__Information supplied__.

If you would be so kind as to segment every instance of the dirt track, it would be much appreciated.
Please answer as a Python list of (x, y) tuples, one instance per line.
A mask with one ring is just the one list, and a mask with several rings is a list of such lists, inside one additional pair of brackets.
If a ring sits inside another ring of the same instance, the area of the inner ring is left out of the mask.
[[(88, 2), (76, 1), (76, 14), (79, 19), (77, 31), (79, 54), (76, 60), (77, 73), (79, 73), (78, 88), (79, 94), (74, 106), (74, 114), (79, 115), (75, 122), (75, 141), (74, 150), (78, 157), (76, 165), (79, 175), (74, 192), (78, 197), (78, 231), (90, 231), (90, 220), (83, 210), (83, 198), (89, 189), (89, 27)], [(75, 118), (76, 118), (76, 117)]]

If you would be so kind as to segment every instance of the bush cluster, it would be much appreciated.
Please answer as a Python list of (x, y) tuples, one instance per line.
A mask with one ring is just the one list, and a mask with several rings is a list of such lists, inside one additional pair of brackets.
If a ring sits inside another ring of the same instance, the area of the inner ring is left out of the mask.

__Written task__.
Rewrite all of the items above with "much appreciated" replaced by "greatly appreciated", leaving everything else the same.

__Solution for this task__.
If you would be so kind as to segment every instance of the dirt track, it would be greatly appreciated.
Please answer as a Python list of (x, y) tuples, one instance per line.
A mask with one ring is just the one list, and a mask with several rings is a list of such lists, inside one additional pair of brackets.
If a ring sits inside another ring of the same instance, the area of the inner ring is left out of the mask.
[[(88, 2), (76, 1), (76, 14), (79, 19), (77, 31), (79, 54), (76, 60), (77, 73), (79, 73), (78, 88), (79, 94), (74, 106), (74, 114), (79, 115), (75, 122), (75, 141), (74, 150), (78, 157), (76, 165), (79, 175), (74, 192), (78, 197), (78, 231), (90, 231), (90, 220), (83, 210), (83, 198), (89, 189), (89, 27)], [(75, 118), (76, 118), (76, 117)]]

If you would be so kind as to segment every instance of the bush cluster, it would be greatly appreciated.
Please answer as a Python list of (x, y) tuples, one instance per line.
A mask with one ring is just the one list, and a mask with several rings is a list of such lists, inside one additional pair of brackets.
If a ring sits inside another ring of the same instance, the area of the inner ring is left out of the mask.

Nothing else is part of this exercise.